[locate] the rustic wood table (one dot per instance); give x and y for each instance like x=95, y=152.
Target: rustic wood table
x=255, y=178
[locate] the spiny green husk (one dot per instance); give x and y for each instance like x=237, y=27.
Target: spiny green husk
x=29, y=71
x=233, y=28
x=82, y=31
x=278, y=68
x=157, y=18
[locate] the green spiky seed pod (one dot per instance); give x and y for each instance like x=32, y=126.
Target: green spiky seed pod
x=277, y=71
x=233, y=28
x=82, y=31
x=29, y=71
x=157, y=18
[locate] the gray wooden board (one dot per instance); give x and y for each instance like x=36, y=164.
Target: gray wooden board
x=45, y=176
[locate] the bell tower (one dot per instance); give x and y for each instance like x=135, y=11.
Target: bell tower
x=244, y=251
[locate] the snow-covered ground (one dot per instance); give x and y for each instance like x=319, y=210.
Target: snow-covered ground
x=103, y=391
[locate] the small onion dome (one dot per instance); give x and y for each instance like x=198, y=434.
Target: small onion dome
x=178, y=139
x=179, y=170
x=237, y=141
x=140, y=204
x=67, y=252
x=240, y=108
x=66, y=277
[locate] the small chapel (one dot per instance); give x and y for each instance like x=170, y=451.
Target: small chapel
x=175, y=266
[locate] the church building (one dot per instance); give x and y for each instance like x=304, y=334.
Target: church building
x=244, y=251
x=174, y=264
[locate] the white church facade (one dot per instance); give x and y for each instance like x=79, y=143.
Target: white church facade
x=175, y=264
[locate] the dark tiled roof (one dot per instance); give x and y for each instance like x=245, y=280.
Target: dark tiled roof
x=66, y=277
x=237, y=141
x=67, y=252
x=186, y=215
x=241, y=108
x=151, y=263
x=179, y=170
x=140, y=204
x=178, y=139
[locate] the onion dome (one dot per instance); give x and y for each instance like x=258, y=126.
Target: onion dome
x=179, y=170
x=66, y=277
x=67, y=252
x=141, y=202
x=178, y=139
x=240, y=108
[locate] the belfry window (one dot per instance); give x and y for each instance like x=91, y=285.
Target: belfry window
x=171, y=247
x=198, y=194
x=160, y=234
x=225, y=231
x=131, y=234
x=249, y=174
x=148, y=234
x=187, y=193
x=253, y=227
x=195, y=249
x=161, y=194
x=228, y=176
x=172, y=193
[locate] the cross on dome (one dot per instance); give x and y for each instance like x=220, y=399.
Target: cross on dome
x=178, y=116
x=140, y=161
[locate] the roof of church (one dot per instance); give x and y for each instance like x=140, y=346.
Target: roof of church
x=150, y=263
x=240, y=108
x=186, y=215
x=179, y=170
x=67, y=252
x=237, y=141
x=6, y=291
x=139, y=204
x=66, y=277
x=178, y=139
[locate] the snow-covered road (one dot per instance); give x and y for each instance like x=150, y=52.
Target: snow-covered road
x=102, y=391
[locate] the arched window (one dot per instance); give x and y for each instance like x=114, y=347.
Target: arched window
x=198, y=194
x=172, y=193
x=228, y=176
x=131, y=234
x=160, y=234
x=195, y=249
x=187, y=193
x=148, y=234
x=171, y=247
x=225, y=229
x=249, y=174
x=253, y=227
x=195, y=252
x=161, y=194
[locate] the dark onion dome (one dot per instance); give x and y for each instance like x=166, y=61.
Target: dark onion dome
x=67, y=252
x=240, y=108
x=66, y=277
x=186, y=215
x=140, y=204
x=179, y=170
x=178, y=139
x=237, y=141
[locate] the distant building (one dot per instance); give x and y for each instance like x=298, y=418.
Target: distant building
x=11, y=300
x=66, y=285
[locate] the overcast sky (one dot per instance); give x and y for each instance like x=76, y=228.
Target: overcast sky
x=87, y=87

#####

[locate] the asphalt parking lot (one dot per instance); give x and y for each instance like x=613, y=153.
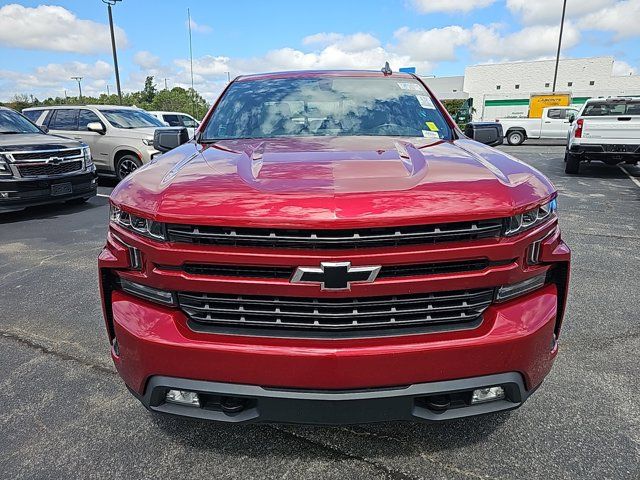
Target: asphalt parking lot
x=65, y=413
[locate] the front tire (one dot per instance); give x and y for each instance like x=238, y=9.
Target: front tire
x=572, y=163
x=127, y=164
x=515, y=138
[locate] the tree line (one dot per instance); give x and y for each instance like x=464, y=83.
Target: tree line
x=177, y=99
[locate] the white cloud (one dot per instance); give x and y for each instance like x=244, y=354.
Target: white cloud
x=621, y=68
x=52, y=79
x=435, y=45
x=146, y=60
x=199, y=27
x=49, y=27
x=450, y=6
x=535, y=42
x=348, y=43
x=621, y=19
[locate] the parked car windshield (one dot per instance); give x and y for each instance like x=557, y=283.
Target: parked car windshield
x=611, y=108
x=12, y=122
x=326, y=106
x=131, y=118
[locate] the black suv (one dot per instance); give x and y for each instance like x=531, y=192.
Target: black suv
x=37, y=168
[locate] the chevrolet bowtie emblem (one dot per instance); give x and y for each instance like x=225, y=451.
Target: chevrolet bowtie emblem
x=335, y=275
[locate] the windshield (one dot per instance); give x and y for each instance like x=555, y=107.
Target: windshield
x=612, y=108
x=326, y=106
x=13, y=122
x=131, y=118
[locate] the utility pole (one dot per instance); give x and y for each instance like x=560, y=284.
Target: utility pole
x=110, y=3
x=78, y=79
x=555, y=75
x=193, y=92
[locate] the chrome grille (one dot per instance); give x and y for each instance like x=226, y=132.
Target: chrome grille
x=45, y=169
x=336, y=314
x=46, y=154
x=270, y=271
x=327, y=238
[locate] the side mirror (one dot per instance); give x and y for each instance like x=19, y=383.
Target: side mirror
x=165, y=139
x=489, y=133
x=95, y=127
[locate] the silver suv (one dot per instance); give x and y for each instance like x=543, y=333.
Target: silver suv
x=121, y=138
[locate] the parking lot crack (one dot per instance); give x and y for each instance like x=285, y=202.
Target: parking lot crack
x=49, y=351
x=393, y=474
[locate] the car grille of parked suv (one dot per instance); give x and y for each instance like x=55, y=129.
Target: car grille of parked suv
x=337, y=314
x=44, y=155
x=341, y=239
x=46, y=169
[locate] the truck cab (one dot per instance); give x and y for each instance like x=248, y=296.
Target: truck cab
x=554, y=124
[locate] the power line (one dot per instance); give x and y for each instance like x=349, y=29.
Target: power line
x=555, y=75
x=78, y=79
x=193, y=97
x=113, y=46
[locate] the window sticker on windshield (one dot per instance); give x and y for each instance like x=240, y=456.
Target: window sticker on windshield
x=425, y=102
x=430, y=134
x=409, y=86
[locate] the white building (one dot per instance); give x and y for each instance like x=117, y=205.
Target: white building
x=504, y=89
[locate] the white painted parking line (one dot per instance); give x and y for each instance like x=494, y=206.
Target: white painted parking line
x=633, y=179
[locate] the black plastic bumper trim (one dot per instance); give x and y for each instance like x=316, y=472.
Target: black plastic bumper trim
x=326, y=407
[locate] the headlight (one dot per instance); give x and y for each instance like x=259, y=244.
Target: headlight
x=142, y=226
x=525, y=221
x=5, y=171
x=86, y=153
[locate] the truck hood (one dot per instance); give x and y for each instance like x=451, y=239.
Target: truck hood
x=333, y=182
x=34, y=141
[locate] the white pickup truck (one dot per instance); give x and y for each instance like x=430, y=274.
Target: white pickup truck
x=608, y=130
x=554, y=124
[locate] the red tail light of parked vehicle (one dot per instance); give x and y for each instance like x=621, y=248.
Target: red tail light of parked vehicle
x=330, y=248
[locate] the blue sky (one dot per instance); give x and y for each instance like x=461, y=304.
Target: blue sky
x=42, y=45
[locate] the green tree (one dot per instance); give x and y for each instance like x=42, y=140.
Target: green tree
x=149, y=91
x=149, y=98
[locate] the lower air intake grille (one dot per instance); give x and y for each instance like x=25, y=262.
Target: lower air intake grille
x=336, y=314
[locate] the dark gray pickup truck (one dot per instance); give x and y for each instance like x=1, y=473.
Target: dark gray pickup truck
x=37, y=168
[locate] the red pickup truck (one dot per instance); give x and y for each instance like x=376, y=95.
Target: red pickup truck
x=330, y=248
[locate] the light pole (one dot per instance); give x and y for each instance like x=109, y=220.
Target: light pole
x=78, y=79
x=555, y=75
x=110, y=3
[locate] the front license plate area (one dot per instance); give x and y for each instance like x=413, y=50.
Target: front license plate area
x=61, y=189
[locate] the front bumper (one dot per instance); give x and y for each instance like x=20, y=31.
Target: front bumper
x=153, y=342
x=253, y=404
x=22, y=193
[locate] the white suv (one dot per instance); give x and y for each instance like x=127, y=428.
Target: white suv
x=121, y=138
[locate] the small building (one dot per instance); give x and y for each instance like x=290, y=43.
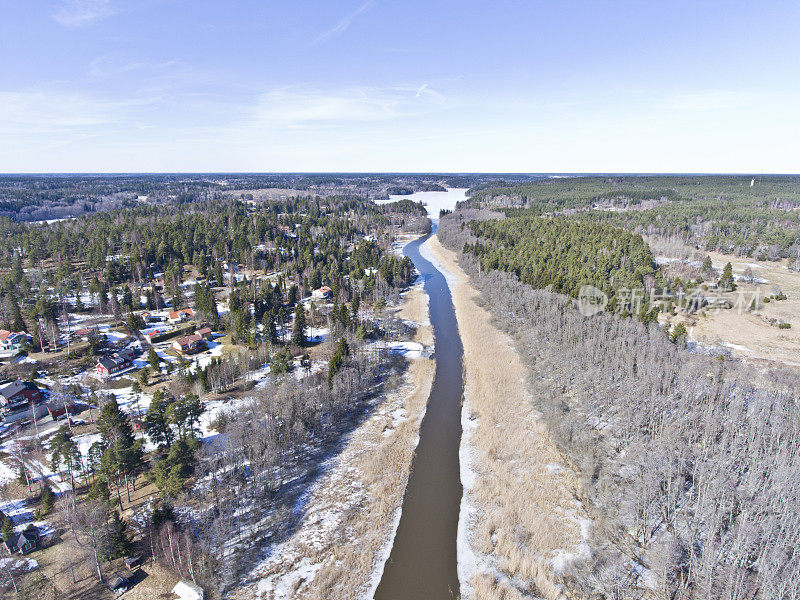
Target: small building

#####

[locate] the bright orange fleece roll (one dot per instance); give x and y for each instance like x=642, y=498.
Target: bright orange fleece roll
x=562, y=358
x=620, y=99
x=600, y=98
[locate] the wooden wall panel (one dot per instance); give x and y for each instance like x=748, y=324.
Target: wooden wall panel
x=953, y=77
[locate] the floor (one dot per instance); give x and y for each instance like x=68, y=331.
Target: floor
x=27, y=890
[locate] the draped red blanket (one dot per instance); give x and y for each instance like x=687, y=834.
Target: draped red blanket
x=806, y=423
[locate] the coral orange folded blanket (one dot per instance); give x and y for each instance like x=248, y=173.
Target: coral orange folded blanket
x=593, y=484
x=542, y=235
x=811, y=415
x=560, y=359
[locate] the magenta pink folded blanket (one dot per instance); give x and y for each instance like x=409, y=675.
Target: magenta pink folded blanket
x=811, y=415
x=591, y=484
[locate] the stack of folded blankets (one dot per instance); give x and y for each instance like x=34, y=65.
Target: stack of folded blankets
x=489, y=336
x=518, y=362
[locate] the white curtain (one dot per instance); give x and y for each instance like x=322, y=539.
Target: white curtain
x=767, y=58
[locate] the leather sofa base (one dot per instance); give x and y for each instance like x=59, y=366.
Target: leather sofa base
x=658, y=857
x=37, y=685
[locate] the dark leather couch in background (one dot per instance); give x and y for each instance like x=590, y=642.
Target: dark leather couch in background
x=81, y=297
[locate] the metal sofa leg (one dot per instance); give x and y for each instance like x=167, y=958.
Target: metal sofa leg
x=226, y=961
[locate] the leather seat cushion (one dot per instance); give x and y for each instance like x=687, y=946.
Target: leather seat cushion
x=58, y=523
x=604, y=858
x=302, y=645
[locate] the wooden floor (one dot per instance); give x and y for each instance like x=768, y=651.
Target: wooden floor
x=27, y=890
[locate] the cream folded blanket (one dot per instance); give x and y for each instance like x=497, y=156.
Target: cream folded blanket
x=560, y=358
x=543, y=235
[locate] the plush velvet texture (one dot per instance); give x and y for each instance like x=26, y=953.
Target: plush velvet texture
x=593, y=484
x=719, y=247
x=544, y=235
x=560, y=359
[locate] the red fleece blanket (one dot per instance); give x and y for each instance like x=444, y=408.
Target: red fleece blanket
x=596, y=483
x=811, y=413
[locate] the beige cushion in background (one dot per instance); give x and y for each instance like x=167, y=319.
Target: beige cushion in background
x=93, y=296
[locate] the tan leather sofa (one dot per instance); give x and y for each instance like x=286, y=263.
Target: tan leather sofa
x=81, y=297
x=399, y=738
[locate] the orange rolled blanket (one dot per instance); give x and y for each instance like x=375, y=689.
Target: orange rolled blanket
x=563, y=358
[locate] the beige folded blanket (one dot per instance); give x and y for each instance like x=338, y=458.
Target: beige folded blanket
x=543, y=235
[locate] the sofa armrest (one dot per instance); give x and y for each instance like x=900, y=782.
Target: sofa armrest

#####

**Your goal:**
From the material above, determine how many lines hold the string "armrest"; give the number without comment.

**Result of this task:**
2